TEXT FOR ANALYSIS:
It can often be hard to convey the urgency of issues solely through scientific data, but art has been shown to speak volumes that can fill that gap. Several artists throughout the years have utilized their platform to share the message about our threatened planet, oftentimes gaining more recognition than some scientific reports. Although these types of songs may not fully communicate the facts or statistics, they for sure can leave the listener with the mindset to take action and recognize the importance of the issue at hand.

 

Lil Dicky recently released “Earth,” an environmentally conscious and catchy song including 30 of some of the world’s biggest names in music. As Lil Dicky shared with Time, it started with the idea to make a song where artists play the role of different animals. What began as a humorous idea turned more serious as he looked into the threats of pollution during the writing process. By releasing the track close to Earth Day, Lil Dicky wanted to share the message of our world’s current environmental crisis. The video and song, however, have been controversial to critics who say it does not exactly share the urgency of the issue. Although the message isn’t there for some, the video still connects to an audience that may not be aware of current environmental problems but click it out of curiosity. Also, the revenue from the music video will go to The Leonardo DiCaprio Foundation where it will then be distributed towards several issues Lil Dicky felt inclined to help in the first place.

 

On the opposite end of current viral songs, in 2013, student Daniel Crawford of the University of Minnesota composed “A Song of Our Warming Planet” by transforming 133 years of global temperature measurements from NASA into musical notes on the cello. As Dan shares, each note in the music corresponds to a certain year from 1880 to 2012. The pitch of the note represents the temperature of the year, where low pitches are cooler temperatures and high pitches are warmer temperatures. The final product was a sequence under 3 minutes that gave a haunting sound of notes slightly uncomfortable to listen to. No words were needed for the cello to create an eerie atmosphere for the listener as the notes progressed to screeching levels into the years of the 2000s. Rather than giving people something to look at, the performance “gives them something they can feel”, which oftentimes can leave the biggest impact.

Lyrics and notes can hit a part of someone that statistics sometimes just can’t. There have been many songs throughout the years where artists try to do just that, from the 1970s of “Don’t Go Near the Water” by The Beach Boys to Joe Walsh’s, “Song for a Dying Planet”, to Paul McCartney’s collaborated song “Love Song to the Earth” up to present day with Lil Dicky’s humorous video for “Earth”. Although the words may differ in each and their presentation may not be identical, the same message stands: The need for environmental action is an urgent one. 

As Paul McCartney once sang in “Love Song to the Earth,” “This is an open letter/from me and you together/tomorrow’s in our hands now.”

RECORD EXCERPTS:
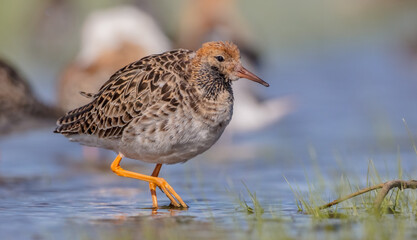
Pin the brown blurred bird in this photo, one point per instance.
(163, 109)
(19, 108)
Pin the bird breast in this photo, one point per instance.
(183, 135)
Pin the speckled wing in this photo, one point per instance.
(150, 82)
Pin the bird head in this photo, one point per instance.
(224, 57)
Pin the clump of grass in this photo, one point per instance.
(256, 208)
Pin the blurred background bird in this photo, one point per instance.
(217, 20)
(20, 109)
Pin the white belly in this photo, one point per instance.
(184, 138)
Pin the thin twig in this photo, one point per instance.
(386, 187)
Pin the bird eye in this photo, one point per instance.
(219, 58)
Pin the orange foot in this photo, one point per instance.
(153, 182)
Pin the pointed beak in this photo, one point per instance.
(242, 72)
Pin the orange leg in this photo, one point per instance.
(157, 181)
(152, 185)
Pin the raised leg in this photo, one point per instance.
(160, 182)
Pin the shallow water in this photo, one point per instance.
(350, 105)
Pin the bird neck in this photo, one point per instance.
(211, 82)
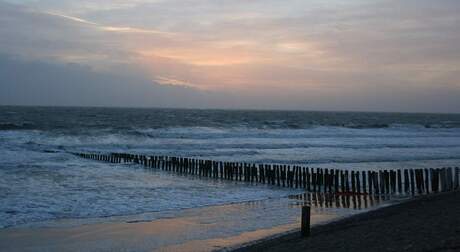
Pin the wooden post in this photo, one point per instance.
(370, 179)
(353, 184)
(358, 184)
(305, 224)
(364, 181)
(411, 172)
(456, 178)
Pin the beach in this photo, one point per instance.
(54, 200)
(427, 223)
(196, 229)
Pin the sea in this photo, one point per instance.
(41, 182)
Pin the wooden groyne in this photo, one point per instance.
(399, 181)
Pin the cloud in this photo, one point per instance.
(41, 83)
(360, 55)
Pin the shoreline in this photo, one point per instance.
(426, 223)
(210, 228)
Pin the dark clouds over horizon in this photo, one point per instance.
(308, 55)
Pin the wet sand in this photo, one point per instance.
(198, 229)
(427, 223)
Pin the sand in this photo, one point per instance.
(427, 223)
(198, 229)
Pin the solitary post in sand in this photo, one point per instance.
(305, 226)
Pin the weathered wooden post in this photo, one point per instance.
(364, 181)
(305, 223)
(456, 179)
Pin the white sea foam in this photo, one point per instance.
(40, 181)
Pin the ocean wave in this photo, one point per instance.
(17, 126)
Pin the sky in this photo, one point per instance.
(360, 55)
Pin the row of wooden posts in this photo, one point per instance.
(312, 179)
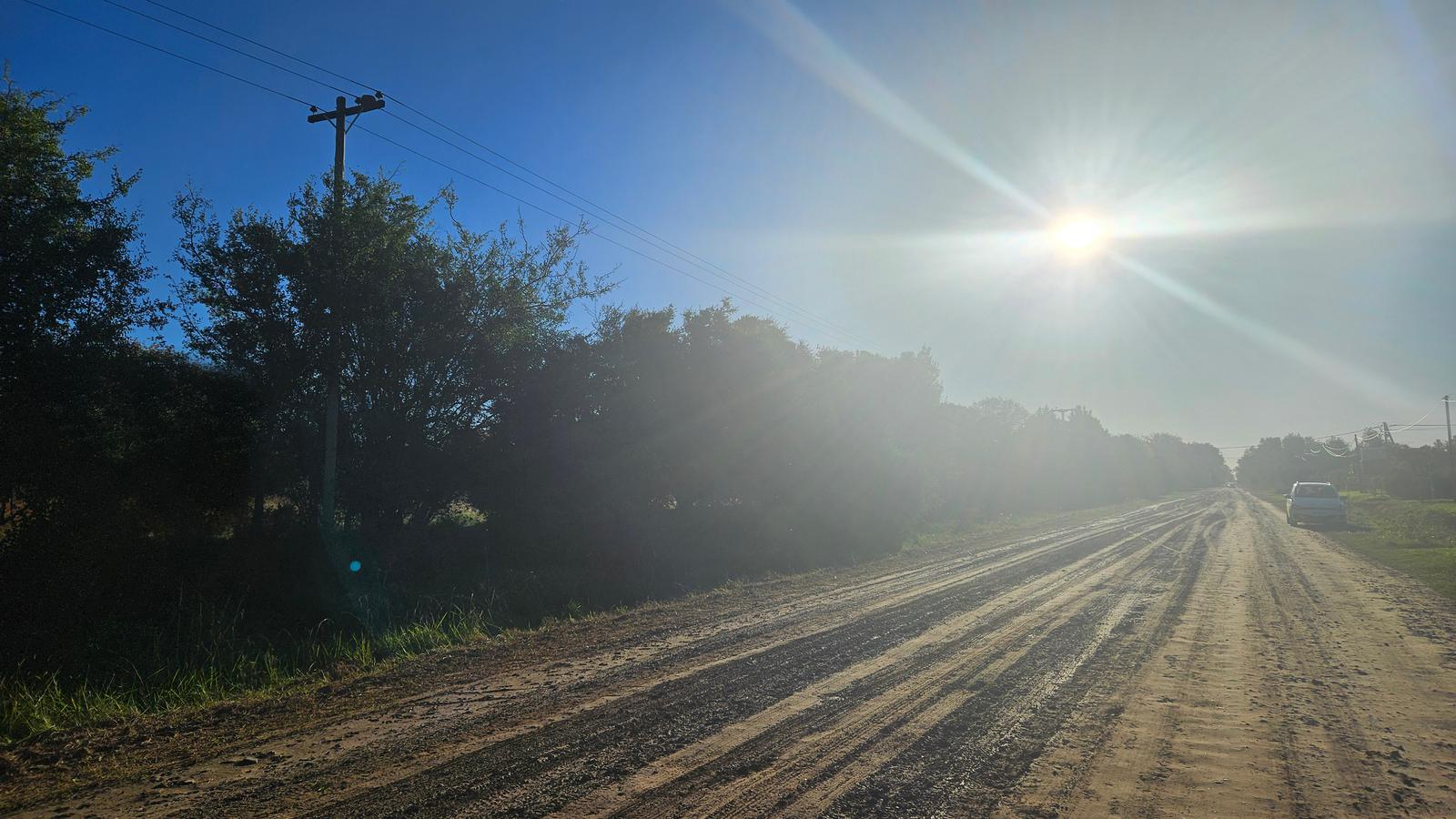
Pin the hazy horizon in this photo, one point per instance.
(1279, 178)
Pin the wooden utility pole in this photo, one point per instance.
(1451, 453)
(331, 365)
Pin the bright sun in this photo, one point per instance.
(1081, 235)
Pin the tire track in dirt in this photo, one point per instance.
(1293, 687)
(830, 745)
(968, 763)
(325, 755)
(602, 745)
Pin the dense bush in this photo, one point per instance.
(152, 497)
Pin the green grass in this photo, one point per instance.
(33, 705)
(218, 666)
(1416, 537)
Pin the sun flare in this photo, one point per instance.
(1081, 235)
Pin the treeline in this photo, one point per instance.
(485, 446)
(1378, 465)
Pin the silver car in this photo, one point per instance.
(1314, 503)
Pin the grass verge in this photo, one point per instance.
(1416, 537)
(36, 704)
(220, 668)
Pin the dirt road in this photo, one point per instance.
(1193, 659)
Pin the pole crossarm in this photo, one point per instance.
(361, 104)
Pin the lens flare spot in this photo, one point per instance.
(1081, 235)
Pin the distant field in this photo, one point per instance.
(1416, 537)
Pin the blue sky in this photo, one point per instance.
(1281, 177)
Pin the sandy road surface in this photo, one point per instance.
(1193, 659)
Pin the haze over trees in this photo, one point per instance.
(1378, 465)
(487, 445)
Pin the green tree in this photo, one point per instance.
(433, 329)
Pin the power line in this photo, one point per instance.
(1373, 429)
(114, 33)
(822, 327)
(528, 203)
(611, 217)
(220, 44)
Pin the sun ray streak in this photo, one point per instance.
(801, 40)
(1351, 376)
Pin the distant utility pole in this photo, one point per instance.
(331, 366)
(1451, 453)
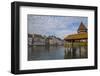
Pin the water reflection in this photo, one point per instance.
(56, 52)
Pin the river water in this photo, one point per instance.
(56, 52)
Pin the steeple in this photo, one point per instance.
(82, 28)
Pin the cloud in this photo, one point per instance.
(54, 25)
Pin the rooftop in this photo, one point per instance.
(76, 36)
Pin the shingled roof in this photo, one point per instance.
(82, 28)
(79, 35)
(76, 36)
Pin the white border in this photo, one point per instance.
(26, 65)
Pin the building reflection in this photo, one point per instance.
(76, 52)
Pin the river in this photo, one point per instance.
(56, 52)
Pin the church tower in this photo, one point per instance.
(82, 28)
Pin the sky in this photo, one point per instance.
(59, 26)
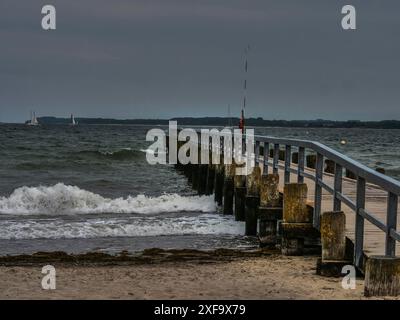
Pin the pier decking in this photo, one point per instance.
(376, 200)
(306, 194)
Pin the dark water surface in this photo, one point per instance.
(88, 188)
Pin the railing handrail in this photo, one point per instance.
(387, 183)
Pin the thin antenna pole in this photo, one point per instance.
(242, 120)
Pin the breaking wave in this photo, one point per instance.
(121, 154)
(63, 199)
(203, 224)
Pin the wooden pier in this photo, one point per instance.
(328, 202)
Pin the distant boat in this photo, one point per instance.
(33, 121)
(73, 122)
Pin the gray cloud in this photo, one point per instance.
(165, 58)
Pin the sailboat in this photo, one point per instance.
(73, 122)
(33, 121)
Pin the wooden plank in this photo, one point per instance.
(376, 200)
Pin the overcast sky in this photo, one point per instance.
(167, 58)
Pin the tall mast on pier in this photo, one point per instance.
(242, 117)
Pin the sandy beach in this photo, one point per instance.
(267, 277)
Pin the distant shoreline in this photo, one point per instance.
(224, 121)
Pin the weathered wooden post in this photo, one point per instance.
(240, 197)
(210, 179)
(270, 210)
(311, 160)
(295, 157)
(252, 201)
(202, 179)
(228, 188)
(219, 183)
(195, 176)
(329, 166)
(333, 241)
(382, 276)
(297, 220)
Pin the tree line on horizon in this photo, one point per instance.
(234, 121)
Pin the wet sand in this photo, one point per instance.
(263, 277)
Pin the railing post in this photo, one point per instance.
(257, 153)
(266, 155)
(391, 222)
(319, 167)
(288, 158)
(359, 232)
(337, 203)
(276, 158)
(300, 165)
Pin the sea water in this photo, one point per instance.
(90, 188)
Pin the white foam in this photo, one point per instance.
(64, 199)
(204, 224)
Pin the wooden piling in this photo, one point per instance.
(270, 210)
(253, 183)
(333, 241)
(333, 238)
(202, 179)
(295, 157)
(311, 160)
(210, 179)
(269, 193)
(219, 183)
(382, 276)
(195, 176)
(297, 221)
(240, 197)
(228, 189)
(329, 166)
(252, 203)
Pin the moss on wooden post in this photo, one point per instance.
(228, 190)
(297, 221)
(210, 179)
(333, 238)
(269, 193)
(219, 183)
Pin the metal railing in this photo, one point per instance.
(341, 162)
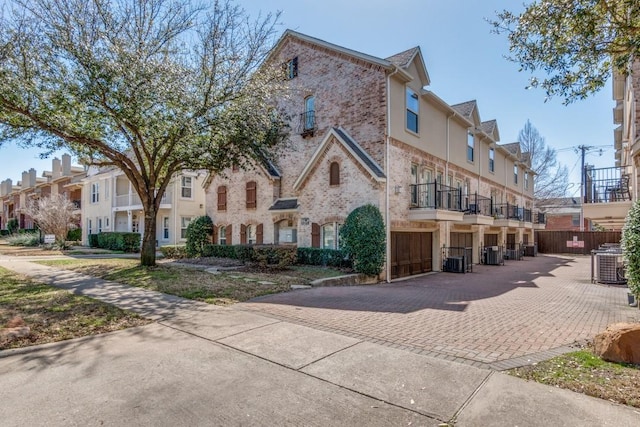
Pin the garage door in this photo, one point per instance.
(410, 253)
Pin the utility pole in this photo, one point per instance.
(583, 194)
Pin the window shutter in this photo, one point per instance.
(222, 198)
(228, 234)
(243, 234)
(315, 235)
(251, 195)
(334, 174)
(259, 233)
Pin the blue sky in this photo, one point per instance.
(464, 60)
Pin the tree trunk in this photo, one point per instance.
(148, 249)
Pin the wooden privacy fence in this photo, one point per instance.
(574, 242)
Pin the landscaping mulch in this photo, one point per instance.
(32, 313)
(584, 372)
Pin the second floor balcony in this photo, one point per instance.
(132, 201)
(607, 195)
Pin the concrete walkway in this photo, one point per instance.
(206, 365)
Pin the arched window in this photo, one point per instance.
(334, 173)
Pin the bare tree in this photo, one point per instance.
(551, 179)
(152, 87)
(54, 215)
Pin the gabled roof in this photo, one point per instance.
(466, 109)
(351, 146)
(404, 59)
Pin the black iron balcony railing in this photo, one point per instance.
(307, 123)
(434, 195)
(605, 185)
(479, 205)
(507, 211)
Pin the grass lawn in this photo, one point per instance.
(586, 373)
(224, 288)
(54, 314)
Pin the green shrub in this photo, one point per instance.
(244, 253)
(199, 234)
(363, 239)
(24, 239)
(74, 234)
(93, 240)
(324, 257)
(13, 225)
(219, 251)
(631, 247)
(174, 251)
(119, 241)
(275, 256)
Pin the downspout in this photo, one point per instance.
(387, 183)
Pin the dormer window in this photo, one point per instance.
(308, 117)
(412, 110)
(291, 68)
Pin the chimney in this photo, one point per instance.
(56, 168)
(32, 177)
(66, 165)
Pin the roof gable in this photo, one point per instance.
(347, 143)
(405, 59)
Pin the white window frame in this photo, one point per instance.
(411, 94)
(492, 159)
(95, 192)
(331, 241)
(186, 182)
(184, 224)
(165, 228)
(222, 235)
(251, 232)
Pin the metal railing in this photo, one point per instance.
(434, 195)
(605, 185)
(479, 205)
(307, 123)
(506, 211)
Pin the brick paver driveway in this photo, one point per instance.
(497, 316)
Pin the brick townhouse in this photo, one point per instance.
(63, 178)
(367, 130)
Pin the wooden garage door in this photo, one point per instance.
(410, 253)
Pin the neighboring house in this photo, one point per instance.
(609, 192)
(112, 204)
(62, 179)
(563, 214)
(365, 130)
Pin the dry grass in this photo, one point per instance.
(53, 314)
(583, 372)
(224, 288)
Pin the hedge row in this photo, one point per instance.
(324, 257)
(264, 255)
(116, 241)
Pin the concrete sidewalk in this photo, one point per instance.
(206, 365)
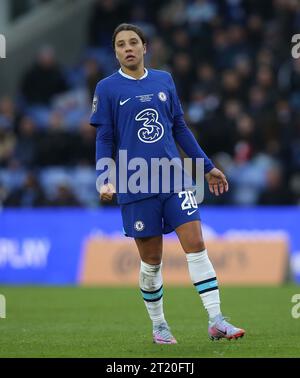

ACTION ITEM: Please set down everything from "Lyrics and notes" down to "an urgent one." in the text above on songs about the environment, copying it word for word.

WRITTEN SOLUTION:
Lyrics and notes can hit a part of someone that statistics sometimes just can’t. There have been many songs throughout the years where artists try to do just that, from the 1970s of “Don’t Go Near the Water” by The Beach Boys to Joe Walsh’s, “Song for a Dying Planet”, to Paul McCartney’s collaborated song “Love Song to the Earth” up to present day with Lil Dicky’s humorous video for “Earth”. Although the words may differ in each and their presentation may not be identical, the same message stands: The need for environmental action is an urgent one.